## TEXT FOR ANALYSIS
In Cell B1 =YEAR(TODAY())-YEAR(A1)


More stuff:
Date of Birth in Cell A1 = 01-Jan-1950
Today, the date of birth will be approximately 57years 8 months

In Cell B1 =INT(DAYS360(A1,TODAY())/360-MOD(DAYS360(A1,TODAY())/360,1))

In Cell C1 =INT(ROUND(MOD(DAYS360(A2,TODAY())/360,1)*12,0))

B1 = 57
c1 = 8

HTH.
 
G

Guest

Or Try This
Enter Date of Birth In Cell A1

And Paste this formula in any Cell
=DATEDIF(A1,NOW(),"y") & " years, " & DATEDIF(A1,NOW(),"ym") & " months, " &
DATEDIF(A1,NOW(),"md") & " days"

Claude
 
D

David Biddulph

That'll be because you're speaking a different language. Papou will
presumably have been using a comma as a decimal point, but you probably want
a full stop, so try
=INT((NOW()-A1)/365,25)&" years"

Another option would be
=DATEDIF(A1,TODAY(),"y")&" years"
 
D

David Biddulph

The problem with that is that if you put in a birthday of 1-Dec-1950, it
will again show 57 years old using that formula (for any date in 2007),
whereas he would currently still be only 56.

[Stored entries]
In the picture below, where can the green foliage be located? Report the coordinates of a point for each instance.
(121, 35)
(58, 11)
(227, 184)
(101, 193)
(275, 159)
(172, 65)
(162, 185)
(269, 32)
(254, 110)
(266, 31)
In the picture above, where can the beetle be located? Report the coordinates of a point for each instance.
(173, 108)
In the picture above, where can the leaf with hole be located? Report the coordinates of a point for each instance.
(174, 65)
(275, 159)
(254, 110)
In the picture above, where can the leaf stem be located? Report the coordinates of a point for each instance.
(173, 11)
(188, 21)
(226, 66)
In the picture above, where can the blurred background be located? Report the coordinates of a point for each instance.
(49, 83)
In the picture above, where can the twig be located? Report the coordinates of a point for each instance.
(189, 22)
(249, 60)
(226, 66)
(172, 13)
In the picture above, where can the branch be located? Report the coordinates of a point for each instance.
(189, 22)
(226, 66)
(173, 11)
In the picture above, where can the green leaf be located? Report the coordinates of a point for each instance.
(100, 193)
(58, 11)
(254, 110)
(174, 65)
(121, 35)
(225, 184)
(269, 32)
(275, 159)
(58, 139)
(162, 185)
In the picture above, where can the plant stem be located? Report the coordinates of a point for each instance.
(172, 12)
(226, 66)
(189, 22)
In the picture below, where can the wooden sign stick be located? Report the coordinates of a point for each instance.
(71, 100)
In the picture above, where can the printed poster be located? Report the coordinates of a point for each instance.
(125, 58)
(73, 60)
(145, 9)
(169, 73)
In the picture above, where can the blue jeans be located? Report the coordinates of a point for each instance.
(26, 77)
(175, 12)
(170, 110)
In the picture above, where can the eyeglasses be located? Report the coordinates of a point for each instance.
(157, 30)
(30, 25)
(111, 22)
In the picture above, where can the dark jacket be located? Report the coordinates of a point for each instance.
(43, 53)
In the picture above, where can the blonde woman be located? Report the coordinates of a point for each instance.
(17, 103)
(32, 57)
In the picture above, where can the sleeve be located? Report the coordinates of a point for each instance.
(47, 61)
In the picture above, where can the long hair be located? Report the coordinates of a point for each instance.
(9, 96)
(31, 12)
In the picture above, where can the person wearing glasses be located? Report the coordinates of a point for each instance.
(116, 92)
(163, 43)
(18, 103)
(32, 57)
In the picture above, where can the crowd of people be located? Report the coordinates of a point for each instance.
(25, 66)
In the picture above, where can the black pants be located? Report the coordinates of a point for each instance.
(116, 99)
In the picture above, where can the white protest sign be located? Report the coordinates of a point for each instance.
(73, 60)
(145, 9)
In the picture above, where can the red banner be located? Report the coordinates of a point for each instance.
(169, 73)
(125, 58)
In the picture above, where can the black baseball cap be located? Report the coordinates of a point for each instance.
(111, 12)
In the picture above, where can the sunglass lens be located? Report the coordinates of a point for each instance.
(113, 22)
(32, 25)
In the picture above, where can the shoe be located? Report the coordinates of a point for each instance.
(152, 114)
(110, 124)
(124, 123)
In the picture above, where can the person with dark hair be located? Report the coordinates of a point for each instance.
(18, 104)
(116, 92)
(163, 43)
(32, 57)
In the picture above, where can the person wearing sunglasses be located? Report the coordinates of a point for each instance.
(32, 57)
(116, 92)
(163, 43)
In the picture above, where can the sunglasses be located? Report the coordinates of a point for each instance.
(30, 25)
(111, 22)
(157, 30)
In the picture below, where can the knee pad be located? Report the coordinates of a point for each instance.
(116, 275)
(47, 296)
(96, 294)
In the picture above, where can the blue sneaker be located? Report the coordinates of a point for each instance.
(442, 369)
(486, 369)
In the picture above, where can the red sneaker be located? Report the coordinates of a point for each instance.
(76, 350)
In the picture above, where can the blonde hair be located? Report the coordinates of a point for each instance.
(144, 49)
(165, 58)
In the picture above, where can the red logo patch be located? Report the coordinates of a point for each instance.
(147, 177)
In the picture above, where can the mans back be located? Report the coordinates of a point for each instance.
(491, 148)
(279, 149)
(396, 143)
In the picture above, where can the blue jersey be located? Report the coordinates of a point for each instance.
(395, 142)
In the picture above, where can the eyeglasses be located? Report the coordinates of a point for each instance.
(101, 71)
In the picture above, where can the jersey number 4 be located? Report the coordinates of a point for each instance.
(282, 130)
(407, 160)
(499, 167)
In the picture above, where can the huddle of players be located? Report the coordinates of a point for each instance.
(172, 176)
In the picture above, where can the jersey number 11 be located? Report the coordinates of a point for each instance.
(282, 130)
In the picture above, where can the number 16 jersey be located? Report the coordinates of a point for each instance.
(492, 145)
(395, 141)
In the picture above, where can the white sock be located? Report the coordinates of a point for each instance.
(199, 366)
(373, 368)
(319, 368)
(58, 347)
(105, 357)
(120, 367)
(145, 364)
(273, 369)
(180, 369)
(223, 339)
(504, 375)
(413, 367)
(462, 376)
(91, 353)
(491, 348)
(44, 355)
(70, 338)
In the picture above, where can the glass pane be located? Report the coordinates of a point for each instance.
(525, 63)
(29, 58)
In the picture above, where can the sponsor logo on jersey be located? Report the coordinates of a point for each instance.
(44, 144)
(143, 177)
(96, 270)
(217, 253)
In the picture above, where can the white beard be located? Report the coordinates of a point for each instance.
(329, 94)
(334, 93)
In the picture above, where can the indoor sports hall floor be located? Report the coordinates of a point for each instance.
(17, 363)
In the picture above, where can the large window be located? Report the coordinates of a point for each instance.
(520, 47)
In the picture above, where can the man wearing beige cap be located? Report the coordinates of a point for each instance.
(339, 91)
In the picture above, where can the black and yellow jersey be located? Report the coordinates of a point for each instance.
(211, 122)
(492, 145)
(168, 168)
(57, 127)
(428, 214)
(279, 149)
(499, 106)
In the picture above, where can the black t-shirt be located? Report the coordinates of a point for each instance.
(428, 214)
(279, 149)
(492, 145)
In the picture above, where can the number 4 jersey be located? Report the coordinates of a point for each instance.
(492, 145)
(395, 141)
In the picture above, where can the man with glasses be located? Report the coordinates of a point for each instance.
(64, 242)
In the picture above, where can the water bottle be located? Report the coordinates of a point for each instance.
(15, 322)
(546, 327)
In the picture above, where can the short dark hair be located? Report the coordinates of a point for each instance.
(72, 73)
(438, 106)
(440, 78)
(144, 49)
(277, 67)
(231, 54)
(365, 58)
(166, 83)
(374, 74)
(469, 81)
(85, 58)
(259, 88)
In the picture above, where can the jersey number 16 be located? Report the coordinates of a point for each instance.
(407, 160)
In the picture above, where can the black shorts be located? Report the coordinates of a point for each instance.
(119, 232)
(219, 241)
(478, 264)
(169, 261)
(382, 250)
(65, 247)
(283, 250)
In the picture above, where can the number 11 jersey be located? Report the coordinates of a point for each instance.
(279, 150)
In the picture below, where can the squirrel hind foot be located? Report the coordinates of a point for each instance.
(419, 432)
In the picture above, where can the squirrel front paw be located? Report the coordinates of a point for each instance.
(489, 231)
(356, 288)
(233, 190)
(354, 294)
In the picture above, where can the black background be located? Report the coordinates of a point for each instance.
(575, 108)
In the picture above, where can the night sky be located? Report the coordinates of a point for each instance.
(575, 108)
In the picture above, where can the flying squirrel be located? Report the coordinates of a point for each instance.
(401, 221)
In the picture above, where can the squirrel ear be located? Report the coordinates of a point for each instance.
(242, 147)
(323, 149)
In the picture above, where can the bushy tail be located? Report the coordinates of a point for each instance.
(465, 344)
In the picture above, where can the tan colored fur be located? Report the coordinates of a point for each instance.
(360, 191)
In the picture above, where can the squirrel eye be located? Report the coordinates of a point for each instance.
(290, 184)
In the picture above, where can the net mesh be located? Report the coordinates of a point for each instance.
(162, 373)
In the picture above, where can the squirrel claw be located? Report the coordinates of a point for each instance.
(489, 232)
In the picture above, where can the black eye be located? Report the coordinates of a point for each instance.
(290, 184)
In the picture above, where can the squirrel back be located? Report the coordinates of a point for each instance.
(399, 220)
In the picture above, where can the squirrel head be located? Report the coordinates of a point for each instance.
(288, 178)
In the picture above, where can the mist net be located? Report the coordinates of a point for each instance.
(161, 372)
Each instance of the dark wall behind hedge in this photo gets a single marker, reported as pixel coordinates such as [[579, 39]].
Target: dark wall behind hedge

## REQUIRED ACTION 1
In the discussion of Excel age formulas, what age does the last reply say the formula would show for any date in 2007 when the birthday is 1-Dec-1950?
## REQUIRED ACTION 2
Carry on the discussion of Excel age formulas from its last sentence.

## TASK RESULT 1
It would show 57 years, although the person would still be only 56.

## TASK RESULT 2
G

Guest

Dear Claude,

From my posting, I had to do lots of stuff to get something close or just
barely near. I can't find DatedIF in my XLS 2000. Where did you get it from?
<blur>
 
G

Guest

I am using Excel 2000 too and there is a help available on this

Try using your Office assistant and Search for datedif()

Below is the content shown in help



DATEDIF
See also

Calculates the number of days, months, or years between two dates. This
function is provided for compatibility with Lotus 1-2-3.

Syntax

DATEDIF(start_date,end_date,unit)

Start_date is a date that represents the first, or starting, date of the
period. Dates may be entered as text strings within quotation marks (for
example, "2001/1/30"), as serial numbers (for example, 36921, which
represents January 30, 2001, if you're using the 1900 date system), or as the
results of other formulas or functions (for example, DATEVALUE("2001/1/30")).
For more information about date serial numbers, see NOW.

End_date is a date that represents the last, or ending, date of the period.

Unit is the type of information you want returned.

Unit Returns
"Y" The number of complete years in the period.
"M" The number of complete months in the period.
"D" The number of days in the period.
"MD" The difference between the days in start_date and end_date. The months
and years of the dates are ignored.
"YM" The difference between the months in start_date and end_date. The days
and years of the dates are ignored.
"YD" The difference between the days of start_date and end_date. The years
of the dates are ignored.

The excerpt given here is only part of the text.